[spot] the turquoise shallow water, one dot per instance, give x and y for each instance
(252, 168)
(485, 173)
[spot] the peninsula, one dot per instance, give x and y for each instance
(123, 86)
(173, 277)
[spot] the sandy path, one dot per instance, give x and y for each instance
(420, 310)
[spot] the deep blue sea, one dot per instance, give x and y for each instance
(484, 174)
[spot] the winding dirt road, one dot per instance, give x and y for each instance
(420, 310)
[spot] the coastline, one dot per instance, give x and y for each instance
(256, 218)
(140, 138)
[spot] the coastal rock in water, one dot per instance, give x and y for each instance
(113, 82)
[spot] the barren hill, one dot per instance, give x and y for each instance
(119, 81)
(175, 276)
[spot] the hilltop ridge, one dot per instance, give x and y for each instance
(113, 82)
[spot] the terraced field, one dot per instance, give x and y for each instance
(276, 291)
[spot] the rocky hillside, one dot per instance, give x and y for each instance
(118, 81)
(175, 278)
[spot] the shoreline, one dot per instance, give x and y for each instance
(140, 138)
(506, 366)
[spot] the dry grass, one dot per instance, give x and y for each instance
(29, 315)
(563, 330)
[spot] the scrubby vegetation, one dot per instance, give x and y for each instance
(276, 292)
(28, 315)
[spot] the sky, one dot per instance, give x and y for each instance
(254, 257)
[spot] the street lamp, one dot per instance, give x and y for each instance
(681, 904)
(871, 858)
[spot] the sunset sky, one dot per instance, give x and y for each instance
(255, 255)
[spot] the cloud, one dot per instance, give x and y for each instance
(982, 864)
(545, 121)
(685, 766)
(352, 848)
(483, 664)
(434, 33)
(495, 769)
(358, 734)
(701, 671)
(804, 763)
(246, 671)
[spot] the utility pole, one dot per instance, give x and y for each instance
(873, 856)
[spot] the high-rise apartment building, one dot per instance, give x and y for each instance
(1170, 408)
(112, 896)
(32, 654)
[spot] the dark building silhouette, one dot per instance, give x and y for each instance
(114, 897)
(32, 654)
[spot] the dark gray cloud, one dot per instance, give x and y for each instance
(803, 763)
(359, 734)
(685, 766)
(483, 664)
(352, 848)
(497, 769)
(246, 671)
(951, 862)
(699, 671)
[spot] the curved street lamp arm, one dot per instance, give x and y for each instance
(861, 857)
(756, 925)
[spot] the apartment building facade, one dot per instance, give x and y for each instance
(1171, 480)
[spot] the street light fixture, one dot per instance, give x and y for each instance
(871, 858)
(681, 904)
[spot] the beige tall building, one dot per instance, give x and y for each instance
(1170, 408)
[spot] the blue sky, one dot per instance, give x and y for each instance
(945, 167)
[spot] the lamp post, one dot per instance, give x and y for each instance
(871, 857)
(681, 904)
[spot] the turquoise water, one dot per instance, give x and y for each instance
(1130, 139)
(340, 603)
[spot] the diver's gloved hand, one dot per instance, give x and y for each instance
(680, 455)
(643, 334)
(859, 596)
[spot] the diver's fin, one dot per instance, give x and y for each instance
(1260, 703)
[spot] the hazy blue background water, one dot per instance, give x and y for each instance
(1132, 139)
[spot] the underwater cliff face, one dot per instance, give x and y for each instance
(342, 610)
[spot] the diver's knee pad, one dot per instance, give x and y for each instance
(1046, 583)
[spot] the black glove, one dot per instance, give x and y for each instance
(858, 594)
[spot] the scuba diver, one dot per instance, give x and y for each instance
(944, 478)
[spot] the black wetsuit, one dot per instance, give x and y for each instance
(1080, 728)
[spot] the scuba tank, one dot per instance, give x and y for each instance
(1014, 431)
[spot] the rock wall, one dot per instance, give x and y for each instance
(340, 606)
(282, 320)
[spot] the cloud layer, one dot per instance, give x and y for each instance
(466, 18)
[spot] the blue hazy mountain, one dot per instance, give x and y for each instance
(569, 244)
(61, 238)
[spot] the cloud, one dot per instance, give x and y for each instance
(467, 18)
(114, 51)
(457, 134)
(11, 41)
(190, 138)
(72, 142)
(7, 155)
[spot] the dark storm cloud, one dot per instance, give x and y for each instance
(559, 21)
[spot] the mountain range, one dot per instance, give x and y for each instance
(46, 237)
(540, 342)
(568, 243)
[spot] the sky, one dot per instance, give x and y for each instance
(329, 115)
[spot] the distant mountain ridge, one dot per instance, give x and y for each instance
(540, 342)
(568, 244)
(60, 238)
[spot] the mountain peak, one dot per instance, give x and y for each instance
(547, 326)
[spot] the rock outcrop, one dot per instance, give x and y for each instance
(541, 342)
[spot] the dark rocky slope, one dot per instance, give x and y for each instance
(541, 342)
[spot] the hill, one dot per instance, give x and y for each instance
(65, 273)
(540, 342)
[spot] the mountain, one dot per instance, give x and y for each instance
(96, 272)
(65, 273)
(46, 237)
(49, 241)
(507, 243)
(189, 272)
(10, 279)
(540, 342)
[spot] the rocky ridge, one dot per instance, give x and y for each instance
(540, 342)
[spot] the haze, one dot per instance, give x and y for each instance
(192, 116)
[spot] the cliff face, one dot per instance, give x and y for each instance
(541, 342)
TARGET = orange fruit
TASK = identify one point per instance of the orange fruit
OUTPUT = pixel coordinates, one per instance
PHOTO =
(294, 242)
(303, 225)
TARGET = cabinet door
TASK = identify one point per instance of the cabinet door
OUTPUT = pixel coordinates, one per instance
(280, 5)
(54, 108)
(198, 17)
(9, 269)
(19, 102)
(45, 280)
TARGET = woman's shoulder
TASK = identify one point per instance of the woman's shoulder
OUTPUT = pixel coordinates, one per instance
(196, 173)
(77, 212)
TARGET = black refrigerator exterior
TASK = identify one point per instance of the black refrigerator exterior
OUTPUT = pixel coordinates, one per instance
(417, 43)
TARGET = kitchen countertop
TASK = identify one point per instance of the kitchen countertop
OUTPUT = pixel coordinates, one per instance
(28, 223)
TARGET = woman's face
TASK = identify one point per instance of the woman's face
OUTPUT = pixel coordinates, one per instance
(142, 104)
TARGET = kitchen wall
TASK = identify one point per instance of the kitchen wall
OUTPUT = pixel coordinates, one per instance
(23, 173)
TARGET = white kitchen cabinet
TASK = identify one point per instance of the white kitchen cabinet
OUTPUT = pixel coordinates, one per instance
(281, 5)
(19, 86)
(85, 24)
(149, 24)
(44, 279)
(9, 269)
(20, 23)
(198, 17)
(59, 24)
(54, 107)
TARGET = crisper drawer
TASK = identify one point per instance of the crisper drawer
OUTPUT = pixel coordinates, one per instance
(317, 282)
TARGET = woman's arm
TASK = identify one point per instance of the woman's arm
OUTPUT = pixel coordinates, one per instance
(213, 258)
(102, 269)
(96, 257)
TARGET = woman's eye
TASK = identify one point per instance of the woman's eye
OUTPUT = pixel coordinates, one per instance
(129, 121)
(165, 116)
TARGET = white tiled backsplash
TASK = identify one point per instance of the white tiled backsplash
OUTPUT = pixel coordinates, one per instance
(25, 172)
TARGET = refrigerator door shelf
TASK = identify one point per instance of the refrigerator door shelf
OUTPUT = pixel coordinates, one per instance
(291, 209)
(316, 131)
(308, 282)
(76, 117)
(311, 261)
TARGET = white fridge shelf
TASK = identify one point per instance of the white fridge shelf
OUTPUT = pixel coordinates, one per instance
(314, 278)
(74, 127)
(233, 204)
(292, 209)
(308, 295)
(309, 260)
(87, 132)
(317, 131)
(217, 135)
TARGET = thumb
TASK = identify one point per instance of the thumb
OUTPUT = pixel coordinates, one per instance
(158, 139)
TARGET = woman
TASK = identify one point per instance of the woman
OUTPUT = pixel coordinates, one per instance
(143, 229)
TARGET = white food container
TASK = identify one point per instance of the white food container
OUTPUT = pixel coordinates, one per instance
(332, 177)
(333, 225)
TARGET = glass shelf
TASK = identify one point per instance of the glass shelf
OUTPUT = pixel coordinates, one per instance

—————

Please retype, exactly as written, every line from the line containing "TARGET = white fridge shelf" through the last line of the records above, including both of those lines, and nothing else.

Answer –
TARGET = white fridge shelf
TASK = identify one point per instance of the white fridge shelf
OUTPUT = pixel coordinates, one per instance
(314, 278)
(74, 127)
(233, 204)
(292, 209)
(308, 295)
(309, 260)
(87, 132)
(317, 131)
(217, 135)
TARGET = thumb
TASK = identify one point per instance of the thumb
OUTPUT = pixel coordinates, one per instance
(158, 139)
TARGET = woman
TASK = identify one point per instance of the woman
OUTPUT = pixel coordinates, one per instance
(143, 229)
TARGET = white food container
TASK = identify one point per instance of the white food container
OUTPUT = pixel coordinates, one per instance
(332, 177)
(333, 225)
TARGET = glass shelf
TASK = identify one point per instance of the glass shelf
OUTPUT = pixel coordinates, one per instance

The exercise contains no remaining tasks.